## TEXTO DE LA PÁGINA
◆ ◆ ◆ ◆ ◆

# Ejemplo Ventanas 3
Este ejemplo es similar a los anteriores, pero en este caso usamos datos de bolsa.

In [1]:
from pyspark.sql import SparkSession
from pyspark.sql.functions import explode
from pyspark.sql.functions import split
import string

spark = SparkSession.builder \
    .master("spark://spark-master:7077") \
    .appName("ejemplo_ventanas_3") \
    .config("spark.sql.legacy.timeParserPolicy", "LEGACY") \
    .config("spark.eventLog.enabled", "true") \
    .config("spark.eventLog.dir", "hdfs:///spark/logs/history") \
    .config("spark.history.fs.logDirectory", "hdfs:///spark/logs/history") \
    .getOrCreate()

Setting default log level to "WARN".
To adjust logging level use sc.setLogLevel(newLevel). For SparkR, use setLogLevel(newLevel).


Usaremos el archivo **bolsa1.json**. Lo primero es crear un esquema apropiado para dicho archivo. 

In [2]:
# Definimos el esquema de los datos de entrada
from pyspark.sql.types import StructType, StructField, StringType, IntegerType
bolsaSchema = StructType([
    StructField("CreatedTime", StringType()),
    StructField("Type", StringType()),
    StructField("Amount", IntegerType()),
    StructField("BrokerCode", StringType())
])

Debe  colocarse en el directorio **/user/jovyan/entrada**. Si se coloca en otro hay que modificar la opción *path* de *readStream*.

In [3]:
# Configuramos la lectura de fichero en formato JSON
rawDF = spark.readStream \
        .format("json") \
        .option("path", "entrada") \
        .option("maxFilesPerTrigger", 1) \
        .schema(bolsaSchema) \
        .load()

rawDF.printSchema()

root
 |-- CreatedTime: string (nullable = true)
 |-- Type: string (nullable = true)
 |-- Amount: integer (nullable = true)
 |-- BrokerCode: string (nullable = true)



Creamos un nuevo DF a partir del anterior. A las columnas existentes añadiremos dos nuevas:
- **Compras**: tendrá el valor de la columna *Amount* si la columna *Type* tiene el valor *BUY*, 0 en caso contrario.

◆ ◆ ◆ ◆ ◆

## REGISTROS GUARDADOS

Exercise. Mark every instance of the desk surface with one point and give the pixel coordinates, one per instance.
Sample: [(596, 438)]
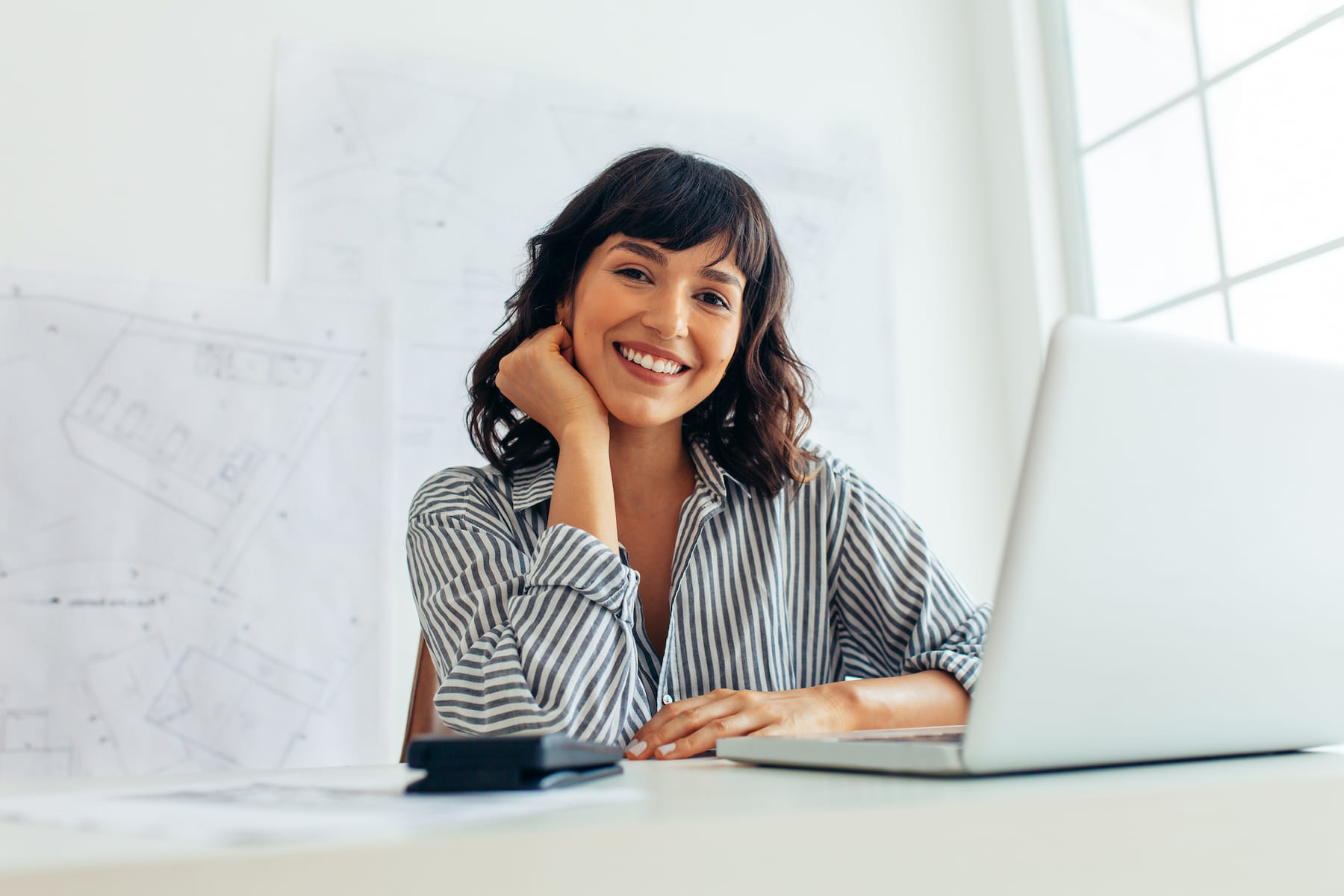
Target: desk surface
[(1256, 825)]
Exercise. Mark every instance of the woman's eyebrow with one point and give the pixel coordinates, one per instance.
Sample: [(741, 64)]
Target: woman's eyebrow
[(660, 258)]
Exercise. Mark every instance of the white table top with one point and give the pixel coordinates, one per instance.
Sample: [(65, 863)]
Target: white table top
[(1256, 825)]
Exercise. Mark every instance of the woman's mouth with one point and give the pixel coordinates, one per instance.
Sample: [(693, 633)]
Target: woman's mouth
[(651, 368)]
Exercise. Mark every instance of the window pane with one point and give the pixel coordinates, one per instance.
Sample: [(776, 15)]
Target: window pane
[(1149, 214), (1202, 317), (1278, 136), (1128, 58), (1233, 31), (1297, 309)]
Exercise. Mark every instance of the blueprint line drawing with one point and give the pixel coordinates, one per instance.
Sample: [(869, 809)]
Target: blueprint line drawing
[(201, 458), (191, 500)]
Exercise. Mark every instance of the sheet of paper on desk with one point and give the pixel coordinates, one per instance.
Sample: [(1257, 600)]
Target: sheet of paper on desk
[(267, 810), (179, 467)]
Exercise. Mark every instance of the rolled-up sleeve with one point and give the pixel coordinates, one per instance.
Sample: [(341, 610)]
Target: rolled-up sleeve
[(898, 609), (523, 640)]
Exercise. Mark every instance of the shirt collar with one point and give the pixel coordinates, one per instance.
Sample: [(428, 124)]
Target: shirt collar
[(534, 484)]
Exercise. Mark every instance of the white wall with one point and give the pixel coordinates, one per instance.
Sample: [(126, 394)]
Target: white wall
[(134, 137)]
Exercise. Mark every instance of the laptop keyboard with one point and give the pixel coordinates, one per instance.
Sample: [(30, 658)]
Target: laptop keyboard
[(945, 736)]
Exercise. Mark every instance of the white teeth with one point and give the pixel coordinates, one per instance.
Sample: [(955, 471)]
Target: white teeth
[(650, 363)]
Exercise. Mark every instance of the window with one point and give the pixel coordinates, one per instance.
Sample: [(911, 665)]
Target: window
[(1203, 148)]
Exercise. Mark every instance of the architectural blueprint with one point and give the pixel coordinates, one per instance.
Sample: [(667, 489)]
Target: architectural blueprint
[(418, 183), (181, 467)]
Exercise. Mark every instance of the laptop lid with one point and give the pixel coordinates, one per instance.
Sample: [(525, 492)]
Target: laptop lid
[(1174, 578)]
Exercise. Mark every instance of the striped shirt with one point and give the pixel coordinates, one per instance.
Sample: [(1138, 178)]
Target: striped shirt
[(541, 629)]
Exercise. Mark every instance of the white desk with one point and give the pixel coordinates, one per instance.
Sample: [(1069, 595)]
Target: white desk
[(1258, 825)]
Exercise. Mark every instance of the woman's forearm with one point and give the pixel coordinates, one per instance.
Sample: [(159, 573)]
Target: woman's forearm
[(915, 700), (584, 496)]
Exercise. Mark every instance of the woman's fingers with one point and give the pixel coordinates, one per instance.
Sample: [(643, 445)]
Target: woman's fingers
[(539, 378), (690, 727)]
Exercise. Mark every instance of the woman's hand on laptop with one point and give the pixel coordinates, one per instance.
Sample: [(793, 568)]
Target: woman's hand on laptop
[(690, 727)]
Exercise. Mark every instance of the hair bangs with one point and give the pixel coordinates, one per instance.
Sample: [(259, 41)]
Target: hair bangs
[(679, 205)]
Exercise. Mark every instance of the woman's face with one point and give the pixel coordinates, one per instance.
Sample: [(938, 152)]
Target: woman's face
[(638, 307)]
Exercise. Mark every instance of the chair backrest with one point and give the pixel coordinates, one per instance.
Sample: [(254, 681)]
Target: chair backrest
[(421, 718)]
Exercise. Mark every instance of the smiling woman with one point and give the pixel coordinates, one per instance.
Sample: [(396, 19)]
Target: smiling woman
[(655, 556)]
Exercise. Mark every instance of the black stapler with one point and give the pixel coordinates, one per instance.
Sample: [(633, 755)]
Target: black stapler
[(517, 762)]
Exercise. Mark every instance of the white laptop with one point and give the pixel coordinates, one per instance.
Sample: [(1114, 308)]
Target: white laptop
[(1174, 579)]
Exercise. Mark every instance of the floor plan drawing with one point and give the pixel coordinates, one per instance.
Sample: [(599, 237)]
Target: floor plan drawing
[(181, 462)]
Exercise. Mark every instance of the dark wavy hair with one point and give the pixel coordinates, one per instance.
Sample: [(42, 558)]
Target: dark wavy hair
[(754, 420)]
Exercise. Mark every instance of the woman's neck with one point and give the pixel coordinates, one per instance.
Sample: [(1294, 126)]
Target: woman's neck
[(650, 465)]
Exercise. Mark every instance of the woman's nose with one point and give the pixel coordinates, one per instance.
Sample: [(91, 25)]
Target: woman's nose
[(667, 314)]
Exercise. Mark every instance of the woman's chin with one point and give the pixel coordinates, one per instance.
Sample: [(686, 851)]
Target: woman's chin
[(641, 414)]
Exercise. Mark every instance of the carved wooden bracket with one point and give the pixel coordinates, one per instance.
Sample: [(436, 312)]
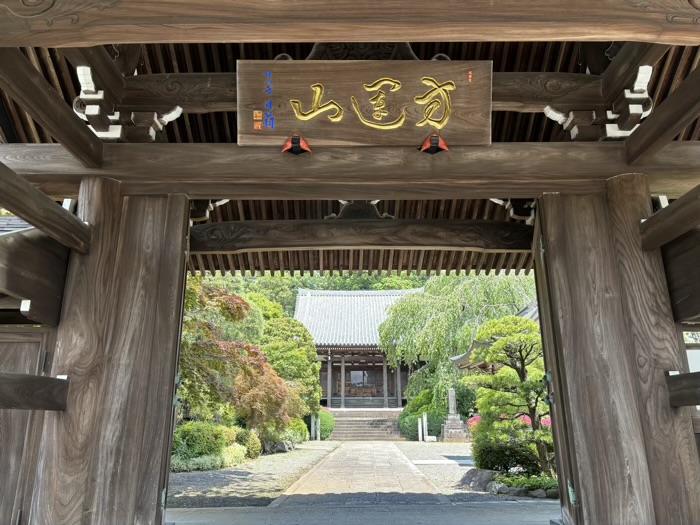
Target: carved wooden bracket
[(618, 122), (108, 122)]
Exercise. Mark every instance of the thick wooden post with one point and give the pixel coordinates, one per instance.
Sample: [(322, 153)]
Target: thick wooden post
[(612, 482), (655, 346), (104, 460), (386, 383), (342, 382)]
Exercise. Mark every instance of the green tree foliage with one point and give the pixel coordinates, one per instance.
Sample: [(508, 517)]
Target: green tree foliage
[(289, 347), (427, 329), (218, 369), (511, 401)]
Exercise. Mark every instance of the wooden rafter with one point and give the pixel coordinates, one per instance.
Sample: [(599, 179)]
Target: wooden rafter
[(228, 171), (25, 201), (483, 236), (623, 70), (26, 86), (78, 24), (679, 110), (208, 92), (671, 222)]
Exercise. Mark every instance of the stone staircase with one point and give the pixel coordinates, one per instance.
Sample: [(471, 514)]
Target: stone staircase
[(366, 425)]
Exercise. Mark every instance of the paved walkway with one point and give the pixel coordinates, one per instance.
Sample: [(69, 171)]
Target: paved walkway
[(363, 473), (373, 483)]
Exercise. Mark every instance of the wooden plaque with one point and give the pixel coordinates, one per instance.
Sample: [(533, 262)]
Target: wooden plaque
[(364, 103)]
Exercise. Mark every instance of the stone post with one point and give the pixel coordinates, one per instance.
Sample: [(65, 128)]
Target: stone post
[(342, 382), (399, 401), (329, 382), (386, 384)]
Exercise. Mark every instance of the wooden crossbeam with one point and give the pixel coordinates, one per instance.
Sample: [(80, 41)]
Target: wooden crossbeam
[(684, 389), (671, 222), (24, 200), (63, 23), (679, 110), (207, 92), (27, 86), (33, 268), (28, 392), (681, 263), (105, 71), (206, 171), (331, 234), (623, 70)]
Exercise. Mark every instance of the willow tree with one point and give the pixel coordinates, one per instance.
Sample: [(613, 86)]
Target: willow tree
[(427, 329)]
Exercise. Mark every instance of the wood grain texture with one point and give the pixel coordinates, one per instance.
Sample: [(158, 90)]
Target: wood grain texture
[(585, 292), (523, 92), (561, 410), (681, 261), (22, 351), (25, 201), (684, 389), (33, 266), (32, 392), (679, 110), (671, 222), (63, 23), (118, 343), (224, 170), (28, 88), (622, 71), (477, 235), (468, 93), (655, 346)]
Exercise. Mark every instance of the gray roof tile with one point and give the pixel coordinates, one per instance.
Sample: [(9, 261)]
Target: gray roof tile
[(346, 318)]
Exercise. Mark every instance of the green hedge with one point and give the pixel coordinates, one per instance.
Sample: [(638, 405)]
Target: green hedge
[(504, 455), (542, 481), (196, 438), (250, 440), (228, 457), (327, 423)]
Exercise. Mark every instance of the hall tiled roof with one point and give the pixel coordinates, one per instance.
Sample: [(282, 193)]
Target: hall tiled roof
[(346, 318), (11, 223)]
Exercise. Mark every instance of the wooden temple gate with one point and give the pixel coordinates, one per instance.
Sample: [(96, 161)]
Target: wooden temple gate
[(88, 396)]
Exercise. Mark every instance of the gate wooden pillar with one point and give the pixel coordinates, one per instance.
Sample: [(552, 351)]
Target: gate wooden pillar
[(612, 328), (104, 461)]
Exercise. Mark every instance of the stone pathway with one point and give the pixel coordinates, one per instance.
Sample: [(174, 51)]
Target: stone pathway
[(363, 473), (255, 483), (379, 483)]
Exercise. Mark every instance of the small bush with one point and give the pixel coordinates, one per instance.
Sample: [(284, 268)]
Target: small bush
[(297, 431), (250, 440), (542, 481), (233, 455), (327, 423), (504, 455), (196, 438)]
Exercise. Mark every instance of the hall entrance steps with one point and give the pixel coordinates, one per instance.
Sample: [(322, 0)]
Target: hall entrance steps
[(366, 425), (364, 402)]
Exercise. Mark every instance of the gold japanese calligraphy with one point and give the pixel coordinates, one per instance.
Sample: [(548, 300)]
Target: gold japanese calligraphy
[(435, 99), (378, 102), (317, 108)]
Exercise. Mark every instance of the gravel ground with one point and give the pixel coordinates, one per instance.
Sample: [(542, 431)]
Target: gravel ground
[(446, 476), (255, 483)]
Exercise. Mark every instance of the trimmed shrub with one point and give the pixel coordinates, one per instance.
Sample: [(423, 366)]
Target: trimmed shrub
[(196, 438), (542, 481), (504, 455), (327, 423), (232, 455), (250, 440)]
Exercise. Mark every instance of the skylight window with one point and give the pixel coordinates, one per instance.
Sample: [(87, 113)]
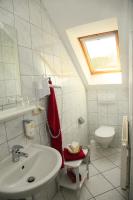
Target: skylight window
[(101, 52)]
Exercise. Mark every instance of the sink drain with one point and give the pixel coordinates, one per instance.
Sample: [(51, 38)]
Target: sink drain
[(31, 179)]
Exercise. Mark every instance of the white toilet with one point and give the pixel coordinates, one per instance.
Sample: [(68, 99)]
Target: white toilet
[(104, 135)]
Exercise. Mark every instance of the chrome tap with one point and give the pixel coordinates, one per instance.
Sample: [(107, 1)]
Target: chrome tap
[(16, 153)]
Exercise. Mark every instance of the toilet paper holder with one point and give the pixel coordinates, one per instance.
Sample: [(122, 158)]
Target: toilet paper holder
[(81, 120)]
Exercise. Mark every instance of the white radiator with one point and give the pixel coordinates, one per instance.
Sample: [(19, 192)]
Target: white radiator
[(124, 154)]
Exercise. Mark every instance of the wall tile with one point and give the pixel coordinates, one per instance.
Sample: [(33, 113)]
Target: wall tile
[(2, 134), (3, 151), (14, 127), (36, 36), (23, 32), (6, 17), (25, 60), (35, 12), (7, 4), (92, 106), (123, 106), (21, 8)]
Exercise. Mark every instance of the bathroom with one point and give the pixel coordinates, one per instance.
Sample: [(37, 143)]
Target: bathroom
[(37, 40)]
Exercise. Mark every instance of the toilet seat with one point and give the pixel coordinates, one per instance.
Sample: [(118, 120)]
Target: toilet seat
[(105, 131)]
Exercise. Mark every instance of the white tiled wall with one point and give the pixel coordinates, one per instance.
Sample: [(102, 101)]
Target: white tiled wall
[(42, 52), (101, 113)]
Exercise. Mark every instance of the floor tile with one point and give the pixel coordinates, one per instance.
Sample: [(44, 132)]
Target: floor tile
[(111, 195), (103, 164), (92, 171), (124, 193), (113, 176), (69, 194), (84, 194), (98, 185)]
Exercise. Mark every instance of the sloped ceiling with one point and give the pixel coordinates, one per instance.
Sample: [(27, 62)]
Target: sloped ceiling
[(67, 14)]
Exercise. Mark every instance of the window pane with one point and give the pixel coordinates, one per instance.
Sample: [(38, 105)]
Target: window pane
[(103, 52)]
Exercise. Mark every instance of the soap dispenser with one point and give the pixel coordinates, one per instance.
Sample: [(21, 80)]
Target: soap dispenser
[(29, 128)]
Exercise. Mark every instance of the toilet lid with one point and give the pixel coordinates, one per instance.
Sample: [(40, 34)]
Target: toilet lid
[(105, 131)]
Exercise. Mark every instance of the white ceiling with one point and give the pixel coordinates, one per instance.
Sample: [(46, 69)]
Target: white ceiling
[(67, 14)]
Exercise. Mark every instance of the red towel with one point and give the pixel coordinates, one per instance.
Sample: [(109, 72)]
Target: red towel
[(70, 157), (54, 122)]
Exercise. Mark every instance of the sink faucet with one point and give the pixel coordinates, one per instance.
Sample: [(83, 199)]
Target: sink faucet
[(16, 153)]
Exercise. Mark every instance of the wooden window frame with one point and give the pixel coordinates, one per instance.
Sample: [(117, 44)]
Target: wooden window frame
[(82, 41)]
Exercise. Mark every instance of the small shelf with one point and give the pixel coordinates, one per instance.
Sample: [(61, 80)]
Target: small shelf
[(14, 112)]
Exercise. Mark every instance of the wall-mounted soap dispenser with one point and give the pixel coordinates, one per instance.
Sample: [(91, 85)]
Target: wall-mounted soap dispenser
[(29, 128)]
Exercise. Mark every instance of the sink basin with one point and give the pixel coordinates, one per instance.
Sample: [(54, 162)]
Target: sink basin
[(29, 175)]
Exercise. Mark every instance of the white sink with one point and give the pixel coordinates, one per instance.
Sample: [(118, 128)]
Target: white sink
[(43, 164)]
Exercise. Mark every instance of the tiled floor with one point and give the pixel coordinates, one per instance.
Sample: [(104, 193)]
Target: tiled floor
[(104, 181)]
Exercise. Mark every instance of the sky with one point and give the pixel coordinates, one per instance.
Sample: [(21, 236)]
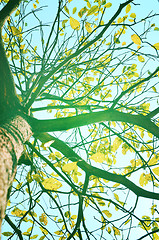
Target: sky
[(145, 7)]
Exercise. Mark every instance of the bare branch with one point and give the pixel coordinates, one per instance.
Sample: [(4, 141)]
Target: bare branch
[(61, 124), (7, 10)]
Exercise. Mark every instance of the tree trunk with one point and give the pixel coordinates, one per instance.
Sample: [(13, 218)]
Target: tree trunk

◆ ◆ ◆ ◆ ◆

## QUÉ HACER
Convierte en una lista breve el párrafo del texto de la página que empieza por «Usaremos el archivo», sin perder sus datos principales.

## RESPUESTA
- Archivo que se usará: bolsa1.json.
- Primer paso: crear un esquema apropiado para ese archivo.